TAREFA:
Prossiga o texto sobre o litígio relativo ao imposto cobrado na compra de um imóvel no Seixal, a partir da última frase apresentada.

TEXTO FORNECIDO:
Alega, em suma, que em 09/05/2018 comprou uma fracção autónoma sita em Vale de Gatos, Freguesia de Amora, concelho do Seixal, negócio em que a Demandada interveio, e que o valor do negócio foi de € 240.000,00, correspondendo € 225.240,00 ao valor pago pela fracção autónoma e €14.760,00 à comissão da agência imobiliária, tendo o Demandante questionado esta sobre o valor do Imposto a pagar, tendo-lhe sido respondido que esse cálculo teria por base o valor total do negócio, discordando o Demandante por considerar não ser devido imposto de IMT e IS sobre o valor pago à agência Imobiliária, tendo solicitado esclarecimentos à Autoridade Tributária e Aduaneira e que no dia da escritura a sociedade de mediação, aqui Demandada persistiu em declarar o valor total do negócio, ao que acedeu o Demandante, mas informando que iria reagir posteriormente, traduzindo-se numa diferença de mais €1.151,10, considerando o cálculo que resultou da simulação (€ 8.481,72).
Mais alegou o Demandante nos termos do seu requerimento inicial, de fls. 3 e 4, que aqui se dá por integralmente reproduzido.
A Demandada, regularmente citada, em 16/10/2018 (cfr. fls. 28), apresentou a sua contestação, de fls. 31 a 33, que aqui se dá por integralmente reproduzida, em 30/10/2018.

LISTA DE MATERIAL:
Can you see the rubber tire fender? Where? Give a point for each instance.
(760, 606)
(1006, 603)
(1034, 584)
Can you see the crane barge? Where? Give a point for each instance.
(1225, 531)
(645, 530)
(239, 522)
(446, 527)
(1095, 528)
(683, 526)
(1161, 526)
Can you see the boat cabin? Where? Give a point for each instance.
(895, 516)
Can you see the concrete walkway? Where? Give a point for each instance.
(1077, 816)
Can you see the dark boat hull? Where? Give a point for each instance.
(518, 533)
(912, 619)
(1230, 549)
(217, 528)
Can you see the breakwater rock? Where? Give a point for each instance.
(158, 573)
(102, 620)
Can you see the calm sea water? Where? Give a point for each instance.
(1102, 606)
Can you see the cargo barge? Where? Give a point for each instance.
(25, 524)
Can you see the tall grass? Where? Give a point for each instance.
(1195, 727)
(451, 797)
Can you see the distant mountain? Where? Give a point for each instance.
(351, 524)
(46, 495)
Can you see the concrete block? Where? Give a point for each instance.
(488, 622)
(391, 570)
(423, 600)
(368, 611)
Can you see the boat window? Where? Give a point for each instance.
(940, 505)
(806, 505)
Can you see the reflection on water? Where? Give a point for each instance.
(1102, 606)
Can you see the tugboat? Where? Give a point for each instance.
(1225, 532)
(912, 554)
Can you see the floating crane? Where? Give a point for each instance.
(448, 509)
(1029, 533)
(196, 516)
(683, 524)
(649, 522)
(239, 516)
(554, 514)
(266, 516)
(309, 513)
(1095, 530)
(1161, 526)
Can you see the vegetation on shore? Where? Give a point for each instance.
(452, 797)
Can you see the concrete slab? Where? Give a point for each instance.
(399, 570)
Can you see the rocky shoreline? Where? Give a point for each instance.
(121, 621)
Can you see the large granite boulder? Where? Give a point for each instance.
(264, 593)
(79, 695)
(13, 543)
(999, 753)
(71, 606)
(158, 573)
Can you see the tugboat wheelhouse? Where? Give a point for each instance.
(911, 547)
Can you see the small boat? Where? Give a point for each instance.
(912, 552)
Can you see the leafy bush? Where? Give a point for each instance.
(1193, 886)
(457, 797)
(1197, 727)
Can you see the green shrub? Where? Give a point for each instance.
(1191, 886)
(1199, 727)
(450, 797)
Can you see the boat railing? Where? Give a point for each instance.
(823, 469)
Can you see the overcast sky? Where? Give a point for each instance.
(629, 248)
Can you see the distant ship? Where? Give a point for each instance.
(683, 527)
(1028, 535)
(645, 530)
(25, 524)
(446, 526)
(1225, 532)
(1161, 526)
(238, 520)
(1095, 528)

---

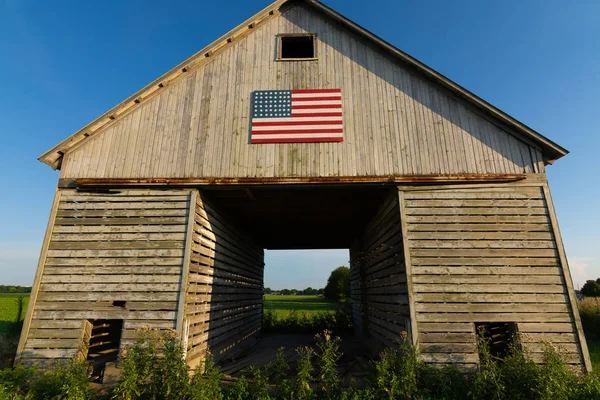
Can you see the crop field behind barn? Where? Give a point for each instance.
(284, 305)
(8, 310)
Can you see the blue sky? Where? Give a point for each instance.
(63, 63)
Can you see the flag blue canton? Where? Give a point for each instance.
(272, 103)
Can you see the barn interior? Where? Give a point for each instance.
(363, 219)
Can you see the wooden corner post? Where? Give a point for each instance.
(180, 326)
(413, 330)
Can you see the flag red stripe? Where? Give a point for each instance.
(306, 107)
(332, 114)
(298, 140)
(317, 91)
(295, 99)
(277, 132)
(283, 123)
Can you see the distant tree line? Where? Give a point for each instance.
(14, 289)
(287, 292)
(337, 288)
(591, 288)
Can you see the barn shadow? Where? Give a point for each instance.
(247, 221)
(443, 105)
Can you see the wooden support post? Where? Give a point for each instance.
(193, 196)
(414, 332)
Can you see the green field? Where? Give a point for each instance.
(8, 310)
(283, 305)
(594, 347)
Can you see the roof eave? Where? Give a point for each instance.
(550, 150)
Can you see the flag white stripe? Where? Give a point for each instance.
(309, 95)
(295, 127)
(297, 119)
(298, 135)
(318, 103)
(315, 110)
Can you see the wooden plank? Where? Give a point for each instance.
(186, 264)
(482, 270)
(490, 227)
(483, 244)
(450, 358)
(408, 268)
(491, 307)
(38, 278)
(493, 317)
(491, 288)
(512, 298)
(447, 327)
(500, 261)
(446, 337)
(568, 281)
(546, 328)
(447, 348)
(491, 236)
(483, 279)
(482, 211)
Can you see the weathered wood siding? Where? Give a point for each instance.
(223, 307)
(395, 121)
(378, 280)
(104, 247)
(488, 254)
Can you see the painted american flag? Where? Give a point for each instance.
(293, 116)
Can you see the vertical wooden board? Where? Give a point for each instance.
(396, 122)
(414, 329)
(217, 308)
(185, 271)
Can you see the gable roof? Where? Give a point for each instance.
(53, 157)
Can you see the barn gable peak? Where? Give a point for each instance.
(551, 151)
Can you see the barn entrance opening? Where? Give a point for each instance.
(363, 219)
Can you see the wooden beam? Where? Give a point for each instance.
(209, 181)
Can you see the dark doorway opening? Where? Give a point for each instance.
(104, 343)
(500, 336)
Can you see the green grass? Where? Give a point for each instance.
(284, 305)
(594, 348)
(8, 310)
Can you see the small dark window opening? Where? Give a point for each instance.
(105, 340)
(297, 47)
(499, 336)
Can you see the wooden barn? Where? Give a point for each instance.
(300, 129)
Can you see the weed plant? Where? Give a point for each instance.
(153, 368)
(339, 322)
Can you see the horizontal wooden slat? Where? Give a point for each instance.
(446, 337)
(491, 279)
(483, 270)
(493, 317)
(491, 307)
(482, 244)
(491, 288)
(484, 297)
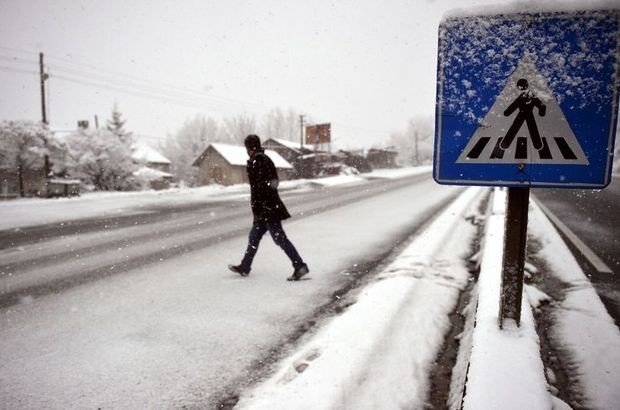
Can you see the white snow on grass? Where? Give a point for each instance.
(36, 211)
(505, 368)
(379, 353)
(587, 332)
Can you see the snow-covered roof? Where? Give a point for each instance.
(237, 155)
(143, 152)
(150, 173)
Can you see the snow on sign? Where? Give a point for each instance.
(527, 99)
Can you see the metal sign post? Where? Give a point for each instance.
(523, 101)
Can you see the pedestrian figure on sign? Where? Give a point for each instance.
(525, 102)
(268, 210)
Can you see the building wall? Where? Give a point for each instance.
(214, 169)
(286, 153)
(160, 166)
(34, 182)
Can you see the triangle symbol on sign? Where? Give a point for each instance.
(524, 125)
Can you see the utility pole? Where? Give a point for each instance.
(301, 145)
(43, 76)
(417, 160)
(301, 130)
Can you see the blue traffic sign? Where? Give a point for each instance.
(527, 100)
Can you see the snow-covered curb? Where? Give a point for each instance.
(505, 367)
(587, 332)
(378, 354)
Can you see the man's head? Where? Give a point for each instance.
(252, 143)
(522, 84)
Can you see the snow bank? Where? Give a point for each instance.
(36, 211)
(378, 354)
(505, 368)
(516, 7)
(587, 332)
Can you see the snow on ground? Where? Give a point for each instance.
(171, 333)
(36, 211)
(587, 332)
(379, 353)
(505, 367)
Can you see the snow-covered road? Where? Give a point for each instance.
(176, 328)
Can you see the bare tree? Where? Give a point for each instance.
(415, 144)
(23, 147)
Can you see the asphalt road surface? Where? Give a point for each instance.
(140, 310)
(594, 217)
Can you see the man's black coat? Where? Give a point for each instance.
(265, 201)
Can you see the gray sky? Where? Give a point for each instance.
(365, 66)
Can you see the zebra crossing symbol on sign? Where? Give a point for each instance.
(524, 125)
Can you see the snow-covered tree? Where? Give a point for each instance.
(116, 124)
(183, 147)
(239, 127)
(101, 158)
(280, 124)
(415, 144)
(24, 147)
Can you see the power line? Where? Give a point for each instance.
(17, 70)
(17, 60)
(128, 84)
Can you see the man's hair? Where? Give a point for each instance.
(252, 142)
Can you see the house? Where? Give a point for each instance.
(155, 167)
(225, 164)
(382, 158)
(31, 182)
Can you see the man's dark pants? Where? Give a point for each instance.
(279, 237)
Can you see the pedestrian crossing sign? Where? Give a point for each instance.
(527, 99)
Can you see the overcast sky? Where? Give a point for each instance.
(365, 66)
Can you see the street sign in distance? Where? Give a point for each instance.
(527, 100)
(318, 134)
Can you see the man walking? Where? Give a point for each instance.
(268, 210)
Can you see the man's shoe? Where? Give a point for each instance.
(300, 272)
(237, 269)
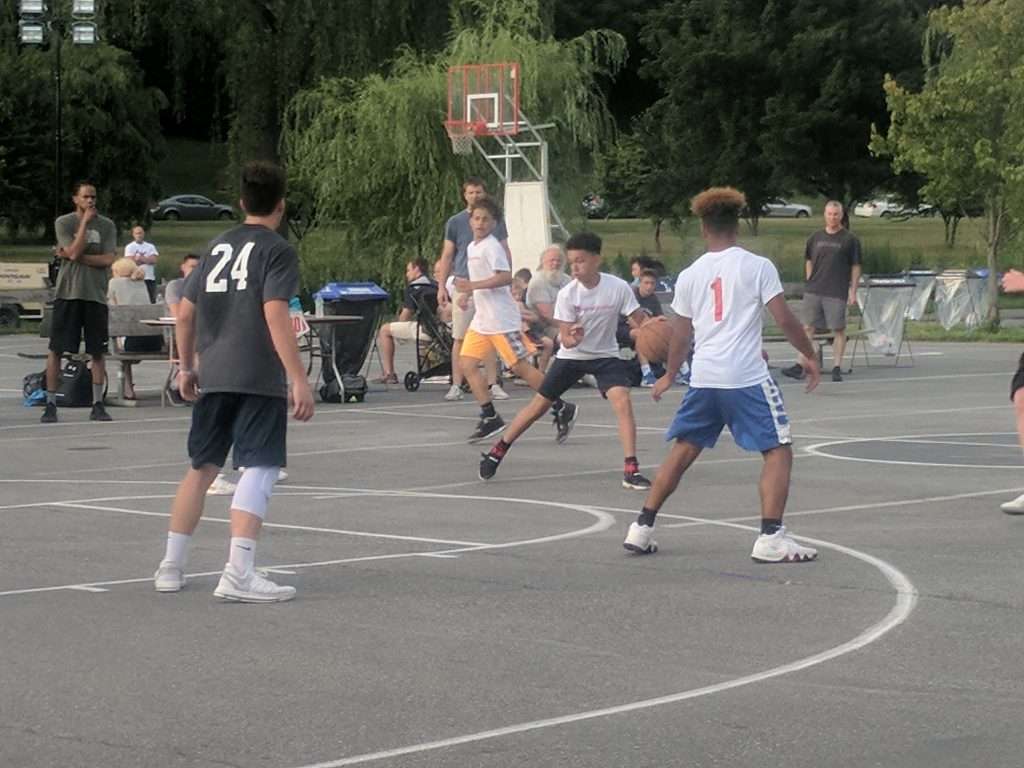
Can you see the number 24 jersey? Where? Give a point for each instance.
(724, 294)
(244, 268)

RESPOSTA ESCRITA:
Em suma, a Demandada defendeu-se alegando que interveio como mediadora imobiliária no negócio de venda da fracção autónoma sita em Vale de Gatos, no valor de € 240.000,00, celebrado entre o Demandante, comprador, e o vendedor da referida fracção, a quem prestou um serviço de mediação imobiliária e com quem acordou a comissão, não tendo o Demandante tido qualquer encargo com aquela. Mais alegou que o vendedor e o Demandante acordaram que o valor do negócio era de €240.000,00, tendo sido reduzido a escrito através de contrato promessa, que foi a manifestação expressa da vontade do vendedor e do comprador, e que bem sabia o Demandante que sobre o preço de venda, teria de pagar o IMT e o IS até à celebração da escritura pública e que na posse de todos os esclarecimentos insistiu em prosseguir com o negócio. Alegou também a Demandada que entre si e o vendedor foi acordado que seria deduzido o valor da comissão no valor que ia receber do imóvel para pagamento da comissão contratada, terminando pugnando pela absolvição da Demandada.
O Demandante recusou aceder à pré-mediação (cfr.fls. 4), pelo que foi agendada data para realização da audiência de julgamento (cfr. fls. 55).
No dia designado (03/04/2019, pelas 10h00m), realizou-se a audiência de julgamento nos termos da acta de fls. 75 a 77, tendo sido agendada data para a sua continuação, para prolacção da sentença.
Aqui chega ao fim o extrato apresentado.